What is needed: Your answer should hold only the line containing "For every instance of the forest" and each line that follows it in the listing, copied exactly.

(Beginning of Data under study)

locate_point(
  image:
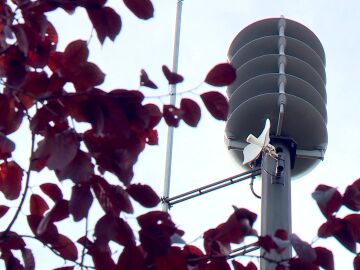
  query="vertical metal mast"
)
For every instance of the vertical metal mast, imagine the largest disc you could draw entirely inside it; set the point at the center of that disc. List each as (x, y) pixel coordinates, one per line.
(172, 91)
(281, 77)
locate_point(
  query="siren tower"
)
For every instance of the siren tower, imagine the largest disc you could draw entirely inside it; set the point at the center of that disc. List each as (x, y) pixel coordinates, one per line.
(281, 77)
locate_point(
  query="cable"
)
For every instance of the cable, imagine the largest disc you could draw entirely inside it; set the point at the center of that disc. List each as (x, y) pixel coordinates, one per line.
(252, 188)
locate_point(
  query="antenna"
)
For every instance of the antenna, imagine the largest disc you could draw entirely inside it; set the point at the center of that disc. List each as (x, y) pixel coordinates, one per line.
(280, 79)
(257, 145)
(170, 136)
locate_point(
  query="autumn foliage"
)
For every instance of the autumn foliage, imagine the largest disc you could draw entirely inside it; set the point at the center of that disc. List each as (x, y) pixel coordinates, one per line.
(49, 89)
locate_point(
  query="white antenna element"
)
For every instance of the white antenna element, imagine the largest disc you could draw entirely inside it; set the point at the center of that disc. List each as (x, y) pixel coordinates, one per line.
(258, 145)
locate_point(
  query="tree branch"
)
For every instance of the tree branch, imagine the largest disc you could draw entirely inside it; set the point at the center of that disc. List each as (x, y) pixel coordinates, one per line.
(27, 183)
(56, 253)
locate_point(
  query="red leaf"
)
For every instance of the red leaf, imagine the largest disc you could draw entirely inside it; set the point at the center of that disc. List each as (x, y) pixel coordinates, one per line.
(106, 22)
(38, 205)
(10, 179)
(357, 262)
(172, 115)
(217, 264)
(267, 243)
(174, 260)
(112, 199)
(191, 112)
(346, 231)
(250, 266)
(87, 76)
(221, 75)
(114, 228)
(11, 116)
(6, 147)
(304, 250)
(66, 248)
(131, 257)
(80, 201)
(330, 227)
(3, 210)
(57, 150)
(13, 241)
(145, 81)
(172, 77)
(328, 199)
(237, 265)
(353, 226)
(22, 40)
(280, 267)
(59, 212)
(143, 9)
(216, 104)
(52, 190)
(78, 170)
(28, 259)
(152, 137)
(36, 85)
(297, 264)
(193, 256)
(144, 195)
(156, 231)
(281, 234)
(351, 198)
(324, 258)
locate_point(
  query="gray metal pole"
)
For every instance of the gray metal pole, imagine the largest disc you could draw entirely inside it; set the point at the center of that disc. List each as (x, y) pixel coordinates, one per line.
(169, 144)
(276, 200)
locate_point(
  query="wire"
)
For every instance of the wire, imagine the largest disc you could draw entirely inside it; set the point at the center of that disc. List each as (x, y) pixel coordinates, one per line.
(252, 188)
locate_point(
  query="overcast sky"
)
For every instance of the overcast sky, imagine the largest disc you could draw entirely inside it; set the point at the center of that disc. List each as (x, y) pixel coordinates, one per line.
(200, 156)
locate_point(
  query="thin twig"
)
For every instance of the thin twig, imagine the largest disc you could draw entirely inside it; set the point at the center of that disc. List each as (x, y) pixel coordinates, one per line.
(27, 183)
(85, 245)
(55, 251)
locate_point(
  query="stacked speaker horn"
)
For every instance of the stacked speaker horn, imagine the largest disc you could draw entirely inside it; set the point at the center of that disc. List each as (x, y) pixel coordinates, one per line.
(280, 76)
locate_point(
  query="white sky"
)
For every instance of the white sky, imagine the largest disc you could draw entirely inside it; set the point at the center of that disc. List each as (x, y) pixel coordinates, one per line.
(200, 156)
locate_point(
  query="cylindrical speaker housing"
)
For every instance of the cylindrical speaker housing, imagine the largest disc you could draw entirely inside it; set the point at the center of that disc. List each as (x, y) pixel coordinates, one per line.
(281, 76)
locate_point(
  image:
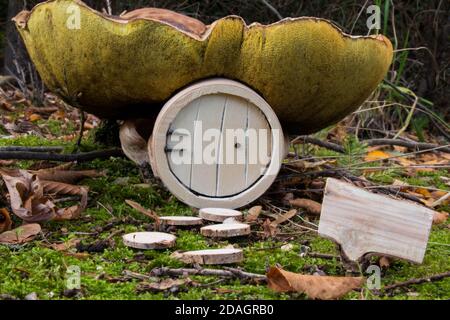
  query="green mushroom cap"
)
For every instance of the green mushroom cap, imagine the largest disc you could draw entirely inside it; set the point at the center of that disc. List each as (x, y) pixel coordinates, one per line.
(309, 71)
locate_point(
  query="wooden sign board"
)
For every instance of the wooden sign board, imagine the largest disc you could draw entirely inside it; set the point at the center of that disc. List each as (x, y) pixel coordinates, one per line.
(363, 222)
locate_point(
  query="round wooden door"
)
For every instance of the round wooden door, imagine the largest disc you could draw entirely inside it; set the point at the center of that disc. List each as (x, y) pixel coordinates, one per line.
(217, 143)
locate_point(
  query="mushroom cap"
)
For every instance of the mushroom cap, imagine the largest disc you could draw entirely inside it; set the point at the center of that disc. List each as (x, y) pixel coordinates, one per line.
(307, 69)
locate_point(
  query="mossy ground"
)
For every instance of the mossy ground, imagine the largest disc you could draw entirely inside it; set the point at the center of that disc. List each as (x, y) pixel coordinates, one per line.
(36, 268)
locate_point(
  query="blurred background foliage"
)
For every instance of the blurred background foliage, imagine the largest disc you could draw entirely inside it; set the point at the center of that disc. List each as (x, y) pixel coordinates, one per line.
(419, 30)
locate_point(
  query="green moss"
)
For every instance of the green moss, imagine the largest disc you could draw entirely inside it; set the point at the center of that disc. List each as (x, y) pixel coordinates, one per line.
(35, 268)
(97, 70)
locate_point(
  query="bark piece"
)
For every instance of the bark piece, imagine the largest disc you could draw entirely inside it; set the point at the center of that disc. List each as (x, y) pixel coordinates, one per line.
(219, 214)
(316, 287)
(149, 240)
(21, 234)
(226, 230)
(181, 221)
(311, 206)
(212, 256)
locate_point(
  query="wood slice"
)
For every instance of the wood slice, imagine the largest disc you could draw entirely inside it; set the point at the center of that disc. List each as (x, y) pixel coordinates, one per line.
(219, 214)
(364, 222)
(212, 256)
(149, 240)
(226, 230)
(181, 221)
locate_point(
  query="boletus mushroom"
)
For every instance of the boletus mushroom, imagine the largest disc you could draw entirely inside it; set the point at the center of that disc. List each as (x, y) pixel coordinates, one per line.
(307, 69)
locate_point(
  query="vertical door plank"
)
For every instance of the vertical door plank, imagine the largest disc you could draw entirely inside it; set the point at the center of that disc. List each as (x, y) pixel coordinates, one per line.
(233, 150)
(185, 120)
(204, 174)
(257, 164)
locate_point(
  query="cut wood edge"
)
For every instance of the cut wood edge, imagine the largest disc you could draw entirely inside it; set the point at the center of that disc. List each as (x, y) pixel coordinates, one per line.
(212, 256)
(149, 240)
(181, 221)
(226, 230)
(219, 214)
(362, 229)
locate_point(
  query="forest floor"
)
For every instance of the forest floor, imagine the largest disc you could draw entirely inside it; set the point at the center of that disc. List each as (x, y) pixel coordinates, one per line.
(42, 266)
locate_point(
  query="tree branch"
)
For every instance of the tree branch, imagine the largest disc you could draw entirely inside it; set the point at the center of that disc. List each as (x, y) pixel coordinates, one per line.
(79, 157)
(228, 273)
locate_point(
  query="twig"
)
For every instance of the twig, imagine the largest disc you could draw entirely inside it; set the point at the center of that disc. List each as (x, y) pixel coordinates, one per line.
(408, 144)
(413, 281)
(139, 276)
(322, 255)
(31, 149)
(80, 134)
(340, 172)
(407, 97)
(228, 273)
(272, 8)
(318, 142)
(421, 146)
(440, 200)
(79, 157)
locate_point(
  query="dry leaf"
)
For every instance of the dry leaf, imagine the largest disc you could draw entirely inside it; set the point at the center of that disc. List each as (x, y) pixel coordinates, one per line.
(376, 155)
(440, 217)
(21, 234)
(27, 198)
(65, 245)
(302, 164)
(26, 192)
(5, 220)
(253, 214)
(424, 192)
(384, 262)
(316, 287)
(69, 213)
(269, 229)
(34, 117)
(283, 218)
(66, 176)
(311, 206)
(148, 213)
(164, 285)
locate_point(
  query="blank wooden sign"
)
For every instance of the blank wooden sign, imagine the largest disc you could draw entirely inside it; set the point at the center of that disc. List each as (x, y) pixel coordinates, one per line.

(End of Data under study)

Finished task:
For every instance of the forest floor, imagine the largest disc you could draw entirely inside it; set the point at the center of that disc. List each as (x, y) pixel coordinates, one per line.
(42, 266)
locate_point(
  query="tree branch"
)
For every instance of the tree branch, imagine the largest disc you could draw entirely inside it; set the point at the center of that disc. List each as (x, y) pixel coordinates, one per line.
(79, 157)
(228, 273)
locate_point(
  query="twig"
)
For every instance of the twig, imagine the largest disc you could draw entirely inside it; set the point at the center of that disc. List each as (x, y) pixel coordinates, one per line.
(408, 144)
(413, 281)
(139, 276)
(322, 255)
(31, 149)
(80, 134)
(340, 172)
(407, 97)
(228, 273)
(272, 8)
(318, 142)
(421, 146)
(440, 200)
(79, 157)
locate_point(
  query="dry leaf"
)
For every instance of the dry leaf, imagine the largest disc you could draw entirely inside it; set the point at the center of that disc. List each as (x, y) pixel coordinates, one per line.
(376, 155)
(440, 217)
(21, 234)
(27, 198)
(65, 245)
(302, 164)
(26, 192)
(5, 220)
(253, 214)
(424, 192)
(384, 262)
(316, 287)
(69, 213)
(269, 229)
(34, 117)
(283, 218)
(66, 176)
(311, 206)
(148, 213)
(164, 285)
locate_point(
  query="blank wooden sign"
)
For every instance of the blank wooden sign, imagine the largest disc you could draw entirely inside it; set the point at the center of that disc. List each as (x, y) pixel coordinates, one per line.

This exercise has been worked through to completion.